Textauszug.
□ □ □ □
Die FMH hat kürzlich entsprechende Empfehlungen [3] formuliert. Was sagen Sie dazu?

Ich begrüsse diesen Diskussionsbeitrag. Die FMH formuliert darin eine mögliche Sichtweise: KI soll die Beziehung zwischen Ärztin oder Arzt und Patientin oder Patient stärken, nicht ersetzen. Aus rechtlicher Sicht würde das bedeuten: Die Verantwortung und die Kompetenzen liegen weiterhin beim Arzt oder der Ärztin.

So wie KI heute beispielsweise in der Radiologie schon eingesetzt wird?

Genau, in der Radiologie, Pathologie, Dermatologie und zunehmend auch Kardiologie. Die künstliche Intelligenz hat dabei eine Hilfsfunktion, insbesondere bei der Bildanalyse. Zu Beginn wurde die Befürchtung geäussert, gewisse Berufe könnten dadurch überflüssig werden. Das hat sich bisher nicht bewahrheitet. Die Radiologinnen und Radiologen etwa haben sich früh mit KI zu beschäftigen begonnen, haben vorausgeschaut und nutzen diese Technologie jetzt zu ihrem Vorteil, nämlich zur Unterstützung ihrer Arbeit. Meine Einschätzung ist: Wenn man die Digitalisierung komplett ablehnt, wird das eher zum Nachteil für eine Disziplin.

Abgesehen von künstlicher Intelligenz, was sind die drängendsten Fragen, für die Sie und Ihr Team nach Lösungen suchen?

Eine drängende Frage in der Schweiz und weltweit ist, wie die Zulassung und Preisfestsetzung von neuartigen Therapien ausgestaltet werden soll – neben Onkologika insbesondere Gentherapien und Medikamente für seltene Krankheiten. Ein drängendes Problem sind darüber hinaus in der Schweiz die steigenden Kosten im Gesundheitswesen. Auch hier können wir die künstliche Intelligenz als Beispiel nehmen. Immer wieder ist da von möglichen Einsparungen die Rede. Aber man darf nicht vergessen: Die entsprechende Software ist zum Teil sehr teuer – ob diese Rechnung schlussendlich aufgeht, ist noch offen.

Ein wichtiges Thema Ihrer Gruppe ist die Preisgestaltung – hauptsächlich bei Krebsmedikamenten. Was haben Sie in Ihrer Forschung dazu herausgefunden?

Wir konnten unter anderem aufzeigen [4], dass die Kosten für Arzneimittel, insbesondere Krebsmedikamente, in den letzten Jahren zugenommen haben. Die Behandlungen weisen nur zu einem Teil einen hohen therapeutischen Nutzen auf. Immer öfter liegen bei einer Zulassung erst wenig entsprechende Daten vor. Ausserdem werden die tatsächlichen Preise zunehmend geheim gehalten und nur noch so genannte Schaufensterpreise veröffentlicht. Diese neuen Entwicklungen stellen Herausforderungen dar für die gegenwärtig gesetzlich vorgegebenen Preisfestsetzungskriterien von Arzneimitteln.
□ □ □ □
Gezeigtes Material.
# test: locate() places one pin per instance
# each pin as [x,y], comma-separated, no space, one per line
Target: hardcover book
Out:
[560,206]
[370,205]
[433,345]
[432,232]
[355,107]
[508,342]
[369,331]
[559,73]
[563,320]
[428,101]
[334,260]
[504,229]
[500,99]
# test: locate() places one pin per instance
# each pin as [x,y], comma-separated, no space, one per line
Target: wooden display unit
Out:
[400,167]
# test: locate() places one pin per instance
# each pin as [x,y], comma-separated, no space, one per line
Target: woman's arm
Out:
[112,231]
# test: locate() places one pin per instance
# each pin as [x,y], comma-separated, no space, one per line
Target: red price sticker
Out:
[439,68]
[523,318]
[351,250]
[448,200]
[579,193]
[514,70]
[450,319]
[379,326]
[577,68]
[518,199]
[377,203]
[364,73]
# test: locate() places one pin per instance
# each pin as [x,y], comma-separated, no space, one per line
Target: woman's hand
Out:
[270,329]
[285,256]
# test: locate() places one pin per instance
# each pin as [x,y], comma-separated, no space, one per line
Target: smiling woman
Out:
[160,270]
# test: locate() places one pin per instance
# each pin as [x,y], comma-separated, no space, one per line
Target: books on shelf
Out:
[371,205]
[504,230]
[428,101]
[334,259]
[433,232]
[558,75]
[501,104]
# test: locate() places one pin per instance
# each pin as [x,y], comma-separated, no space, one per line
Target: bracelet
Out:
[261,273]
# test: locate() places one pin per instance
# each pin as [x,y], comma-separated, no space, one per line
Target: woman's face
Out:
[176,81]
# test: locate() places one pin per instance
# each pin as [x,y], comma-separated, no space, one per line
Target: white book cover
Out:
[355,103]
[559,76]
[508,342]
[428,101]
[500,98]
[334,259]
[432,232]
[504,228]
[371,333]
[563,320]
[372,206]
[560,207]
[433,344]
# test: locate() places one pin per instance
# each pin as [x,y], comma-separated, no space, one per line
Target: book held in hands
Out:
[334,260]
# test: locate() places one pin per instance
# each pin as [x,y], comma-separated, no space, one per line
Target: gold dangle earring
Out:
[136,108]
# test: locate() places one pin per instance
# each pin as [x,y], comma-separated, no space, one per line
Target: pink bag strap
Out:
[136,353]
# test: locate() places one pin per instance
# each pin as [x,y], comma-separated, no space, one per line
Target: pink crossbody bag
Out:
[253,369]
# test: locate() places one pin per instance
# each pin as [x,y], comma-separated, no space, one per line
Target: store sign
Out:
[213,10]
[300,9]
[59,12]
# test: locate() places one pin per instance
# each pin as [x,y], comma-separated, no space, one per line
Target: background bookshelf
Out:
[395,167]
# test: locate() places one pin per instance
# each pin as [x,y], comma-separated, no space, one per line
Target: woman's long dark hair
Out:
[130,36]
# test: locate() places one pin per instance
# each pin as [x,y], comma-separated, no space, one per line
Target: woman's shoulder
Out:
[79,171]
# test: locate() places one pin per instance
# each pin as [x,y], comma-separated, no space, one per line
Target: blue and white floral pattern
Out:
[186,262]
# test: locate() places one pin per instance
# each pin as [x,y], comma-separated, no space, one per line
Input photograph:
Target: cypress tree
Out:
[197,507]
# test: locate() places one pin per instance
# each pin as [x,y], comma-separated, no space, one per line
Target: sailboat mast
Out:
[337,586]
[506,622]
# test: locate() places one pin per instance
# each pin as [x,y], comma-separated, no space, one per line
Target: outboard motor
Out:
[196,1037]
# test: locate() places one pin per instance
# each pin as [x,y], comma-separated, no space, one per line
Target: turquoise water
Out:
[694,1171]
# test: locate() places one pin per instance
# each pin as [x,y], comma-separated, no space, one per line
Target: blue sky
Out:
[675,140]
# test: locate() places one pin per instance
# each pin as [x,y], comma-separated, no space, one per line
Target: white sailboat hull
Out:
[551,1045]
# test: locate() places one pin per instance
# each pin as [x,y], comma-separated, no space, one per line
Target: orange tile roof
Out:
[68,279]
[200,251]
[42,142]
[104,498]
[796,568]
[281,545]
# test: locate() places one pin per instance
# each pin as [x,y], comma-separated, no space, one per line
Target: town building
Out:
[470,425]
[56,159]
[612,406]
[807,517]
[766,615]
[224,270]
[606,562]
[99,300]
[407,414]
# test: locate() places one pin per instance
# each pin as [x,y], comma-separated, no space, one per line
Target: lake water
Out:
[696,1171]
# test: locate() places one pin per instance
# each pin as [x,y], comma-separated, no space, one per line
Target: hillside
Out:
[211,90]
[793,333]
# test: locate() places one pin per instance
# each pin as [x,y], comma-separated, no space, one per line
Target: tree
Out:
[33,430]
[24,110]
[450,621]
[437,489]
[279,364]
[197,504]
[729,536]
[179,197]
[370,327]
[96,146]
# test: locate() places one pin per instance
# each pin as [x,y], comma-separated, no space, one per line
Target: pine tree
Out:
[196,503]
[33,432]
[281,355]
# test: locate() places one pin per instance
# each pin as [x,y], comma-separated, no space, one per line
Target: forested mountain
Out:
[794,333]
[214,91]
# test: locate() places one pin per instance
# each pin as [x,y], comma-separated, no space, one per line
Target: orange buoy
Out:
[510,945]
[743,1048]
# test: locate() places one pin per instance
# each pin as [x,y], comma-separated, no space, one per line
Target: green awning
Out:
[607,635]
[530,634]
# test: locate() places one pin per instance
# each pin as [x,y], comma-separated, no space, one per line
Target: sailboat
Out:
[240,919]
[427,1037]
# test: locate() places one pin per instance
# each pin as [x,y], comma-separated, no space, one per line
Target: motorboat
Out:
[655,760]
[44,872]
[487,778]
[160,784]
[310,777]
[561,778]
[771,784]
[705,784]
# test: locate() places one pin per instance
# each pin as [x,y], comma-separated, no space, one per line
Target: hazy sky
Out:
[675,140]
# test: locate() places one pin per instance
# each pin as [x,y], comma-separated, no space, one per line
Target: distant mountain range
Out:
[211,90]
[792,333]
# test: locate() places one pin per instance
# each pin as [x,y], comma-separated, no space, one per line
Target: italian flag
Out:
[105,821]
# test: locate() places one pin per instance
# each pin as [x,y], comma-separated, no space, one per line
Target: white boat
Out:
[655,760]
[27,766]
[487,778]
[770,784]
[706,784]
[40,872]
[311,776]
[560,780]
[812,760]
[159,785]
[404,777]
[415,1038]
□ □ □ □
Arbeitsauftrag 1. Warum ist laut dem Textauszug noch offen, ob künstliche Intelligenz im Gesundheitswesen tatsächlich Kosten spart? Antworten Sie in ein bis drei Sätzen.
Arbeitsauftrag 2. Schreiben Sie aus dem Textauszug die Stelle ab, die mit „Wir konnten unter“ beginnt und mit „Preisfestsetzungskriterien von Arzneimitteln.“ endet.

Ausgabe 1. Zwar ist immer wieder von möglichen Einsparungen durch künstliche Intelligenz die Rede. Die entsprechende Software ist jedoch zum Teil sehr teuer. Deshalb ist offen, ob diese Rechnung schlussendlich aufgeht.

Ausgabe 2.
Wir konnten unter anderem aufzeigen [4], dass die Kosten für Arzneimittel, insbesondere Krebsmedikamente, in den letzten Jahren zugenommen haben. Die Behandlungen weisen nur zu einem Teil einen hohen therapeutischen Nutzen auf. Immer öfter liegen bei einer Zulassung erst wenig entsprechende Daten vor. Ausserdem werden die tatsächlichen Preise zunehmend geheim gehalten und nur noch so genannte Schaufensterpreise veröffentlicht. Diese neuen Entwicklungen stellen Herausforderungen dar für die gegenwärtig gesetzlich vorgegebenen Preisfestsetzungskriterien von Arzneimitteln.